> **Work to complete**
Return, exactly as written, every line from the first line of the data below through the line that contains "positive clicks: (33, 182)".

::::::

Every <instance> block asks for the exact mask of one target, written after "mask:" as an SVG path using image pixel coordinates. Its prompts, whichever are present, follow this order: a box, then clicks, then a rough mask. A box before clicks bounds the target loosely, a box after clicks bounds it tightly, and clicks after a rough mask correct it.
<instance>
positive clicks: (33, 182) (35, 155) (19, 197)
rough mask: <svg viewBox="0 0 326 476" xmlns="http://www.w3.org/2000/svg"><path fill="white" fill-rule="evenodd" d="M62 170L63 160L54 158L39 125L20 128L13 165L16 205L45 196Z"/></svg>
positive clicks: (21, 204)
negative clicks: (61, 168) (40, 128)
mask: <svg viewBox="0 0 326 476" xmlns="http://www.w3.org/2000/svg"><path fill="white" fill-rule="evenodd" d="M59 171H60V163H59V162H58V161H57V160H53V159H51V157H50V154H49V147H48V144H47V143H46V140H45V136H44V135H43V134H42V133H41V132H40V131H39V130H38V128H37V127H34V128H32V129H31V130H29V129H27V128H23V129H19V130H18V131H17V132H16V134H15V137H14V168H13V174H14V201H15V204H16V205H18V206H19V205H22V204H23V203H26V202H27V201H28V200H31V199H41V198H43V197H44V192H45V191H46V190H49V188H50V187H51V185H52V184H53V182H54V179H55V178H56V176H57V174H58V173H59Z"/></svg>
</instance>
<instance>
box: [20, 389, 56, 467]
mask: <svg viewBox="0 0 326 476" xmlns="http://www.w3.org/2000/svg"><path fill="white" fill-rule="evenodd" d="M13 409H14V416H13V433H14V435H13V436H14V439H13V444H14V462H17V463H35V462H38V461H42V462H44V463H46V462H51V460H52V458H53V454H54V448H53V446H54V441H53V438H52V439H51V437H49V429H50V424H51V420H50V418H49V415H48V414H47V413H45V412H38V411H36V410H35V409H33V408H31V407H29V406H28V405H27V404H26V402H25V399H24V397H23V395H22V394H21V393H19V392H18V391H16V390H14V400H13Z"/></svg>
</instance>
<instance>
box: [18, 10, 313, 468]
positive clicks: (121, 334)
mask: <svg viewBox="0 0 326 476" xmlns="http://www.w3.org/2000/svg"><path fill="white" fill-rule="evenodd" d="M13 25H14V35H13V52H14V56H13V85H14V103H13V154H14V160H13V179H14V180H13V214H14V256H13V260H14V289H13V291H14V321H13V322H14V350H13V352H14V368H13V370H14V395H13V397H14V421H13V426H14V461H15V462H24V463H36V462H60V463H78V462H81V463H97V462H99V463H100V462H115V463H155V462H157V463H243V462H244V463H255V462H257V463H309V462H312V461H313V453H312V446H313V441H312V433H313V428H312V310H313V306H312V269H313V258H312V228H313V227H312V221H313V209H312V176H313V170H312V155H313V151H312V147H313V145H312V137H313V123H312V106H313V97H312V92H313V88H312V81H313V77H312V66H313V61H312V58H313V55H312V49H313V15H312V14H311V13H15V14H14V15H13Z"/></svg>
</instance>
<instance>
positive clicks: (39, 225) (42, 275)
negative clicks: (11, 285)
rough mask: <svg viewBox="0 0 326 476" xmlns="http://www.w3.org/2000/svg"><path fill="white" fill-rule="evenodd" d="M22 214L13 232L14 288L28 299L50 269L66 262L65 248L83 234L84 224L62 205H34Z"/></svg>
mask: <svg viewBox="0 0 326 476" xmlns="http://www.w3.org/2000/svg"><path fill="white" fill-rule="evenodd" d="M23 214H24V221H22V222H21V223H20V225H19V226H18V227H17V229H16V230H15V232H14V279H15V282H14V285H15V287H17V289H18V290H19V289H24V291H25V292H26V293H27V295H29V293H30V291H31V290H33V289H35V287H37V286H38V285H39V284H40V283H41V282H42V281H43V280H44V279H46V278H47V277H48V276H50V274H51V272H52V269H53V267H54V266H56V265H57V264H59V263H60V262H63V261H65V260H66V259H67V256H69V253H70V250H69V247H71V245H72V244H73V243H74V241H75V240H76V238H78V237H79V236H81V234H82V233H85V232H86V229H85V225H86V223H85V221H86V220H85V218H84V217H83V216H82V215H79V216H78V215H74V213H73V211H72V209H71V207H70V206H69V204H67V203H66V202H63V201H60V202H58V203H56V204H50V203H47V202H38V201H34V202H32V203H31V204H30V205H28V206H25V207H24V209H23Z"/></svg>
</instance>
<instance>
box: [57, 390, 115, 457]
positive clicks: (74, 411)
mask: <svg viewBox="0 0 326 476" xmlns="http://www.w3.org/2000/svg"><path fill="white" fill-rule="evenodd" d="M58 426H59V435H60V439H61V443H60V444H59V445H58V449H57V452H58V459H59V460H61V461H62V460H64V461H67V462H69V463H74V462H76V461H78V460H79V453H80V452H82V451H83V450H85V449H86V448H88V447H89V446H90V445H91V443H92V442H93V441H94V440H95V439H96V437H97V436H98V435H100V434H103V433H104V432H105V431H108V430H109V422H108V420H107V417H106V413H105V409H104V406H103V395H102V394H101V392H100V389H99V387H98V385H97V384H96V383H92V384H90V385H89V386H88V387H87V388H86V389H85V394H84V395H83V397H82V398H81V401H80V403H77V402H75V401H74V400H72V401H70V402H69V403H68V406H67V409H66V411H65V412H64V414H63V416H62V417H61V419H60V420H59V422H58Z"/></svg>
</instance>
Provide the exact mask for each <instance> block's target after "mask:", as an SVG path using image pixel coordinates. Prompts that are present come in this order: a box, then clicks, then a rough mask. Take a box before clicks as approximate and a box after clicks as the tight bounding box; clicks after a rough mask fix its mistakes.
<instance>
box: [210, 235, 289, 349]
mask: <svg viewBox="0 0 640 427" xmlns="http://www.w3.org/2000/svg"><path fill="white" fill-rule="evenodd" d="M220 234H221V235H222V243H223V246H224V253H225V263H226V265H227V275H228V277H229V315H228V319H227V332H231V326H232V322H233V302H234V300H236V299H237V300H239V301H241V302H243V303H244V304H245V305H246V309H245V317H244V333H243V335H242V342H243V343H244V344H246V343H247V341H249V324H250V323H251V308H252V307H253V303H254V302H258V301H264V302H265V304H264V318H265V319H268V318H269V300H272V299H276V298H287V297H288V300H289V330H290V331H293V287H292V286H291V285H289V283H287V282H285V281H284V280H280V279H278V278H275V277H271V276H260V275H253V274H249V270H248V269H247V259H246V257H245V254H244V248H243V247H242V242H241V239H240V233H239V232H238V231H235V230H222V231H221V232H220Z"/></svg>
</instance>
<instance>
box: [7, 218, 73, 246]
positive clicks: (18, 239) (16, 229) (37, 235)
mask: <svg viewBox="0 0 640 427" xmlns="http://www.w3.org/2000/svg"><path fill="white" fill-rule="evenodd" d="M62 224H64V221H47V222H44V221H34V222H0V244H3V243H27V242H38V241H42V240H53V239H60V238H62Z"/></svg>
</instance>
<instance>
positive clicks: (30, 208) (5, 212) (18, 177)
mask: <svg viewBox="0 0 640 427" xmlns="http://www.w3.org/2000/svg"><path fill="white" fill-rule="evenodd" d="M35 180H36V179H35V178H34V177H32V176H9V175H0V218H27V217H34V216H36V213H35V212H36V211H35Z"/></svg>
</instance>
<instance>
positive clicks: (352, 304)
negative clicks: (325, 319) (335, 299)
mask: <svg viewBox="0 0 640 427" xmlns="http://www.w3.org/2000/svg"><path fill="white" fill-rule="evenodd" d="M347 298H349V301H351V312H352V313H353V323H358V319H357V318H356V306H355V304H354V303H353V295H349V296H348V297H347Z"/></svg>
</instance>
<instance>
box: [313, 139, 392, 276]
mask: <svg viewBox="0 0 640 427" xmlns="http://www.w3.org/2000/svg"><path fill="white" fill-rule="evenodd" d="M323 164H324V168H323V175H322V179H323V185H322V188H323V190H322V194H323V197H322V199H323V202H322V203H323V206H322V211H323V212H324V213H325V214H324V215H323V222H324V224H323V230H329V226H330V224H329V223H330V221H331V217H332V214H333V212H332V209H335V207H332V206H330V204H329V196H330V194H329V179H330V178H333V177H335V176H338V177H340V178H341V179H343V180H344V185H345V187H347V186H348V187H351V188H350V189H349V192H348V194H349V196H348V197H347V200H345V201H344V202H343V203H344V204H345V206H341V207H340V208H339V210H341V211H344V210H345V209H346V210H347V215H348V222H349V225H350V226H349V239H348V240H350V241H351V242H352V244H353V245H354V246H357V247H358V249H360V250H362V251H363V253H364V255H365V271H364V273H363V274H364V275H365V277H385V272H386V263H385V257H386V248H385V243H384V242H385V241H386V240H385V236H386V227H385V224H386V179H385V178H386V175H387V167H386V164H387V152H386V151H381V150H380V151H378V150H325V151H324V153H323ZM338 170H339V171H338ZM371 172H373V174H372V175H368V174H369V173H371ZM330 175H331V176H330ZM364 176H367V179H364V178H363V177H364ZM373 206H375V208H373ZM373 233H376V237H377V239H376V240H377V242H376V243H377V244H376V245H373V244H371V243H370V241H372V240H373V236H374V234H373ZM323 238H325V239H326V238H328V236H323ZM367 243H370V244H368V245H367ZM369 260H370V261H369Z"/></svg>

::::::

> **Task solution**
Every <instance> block asks for the exact mask of one target, written after "mask:" as an SVG path using image pixel coordinates. Its prompts, whichever are present, follow this order: a box, then clicks, then a rough mask. A box before clicks bounds the target loosely, a box after clicks bounds it tightly, and clicks after a rough mask correct it.
<instance>
positive clicks: (33, 182) (35, 155) (19, 197)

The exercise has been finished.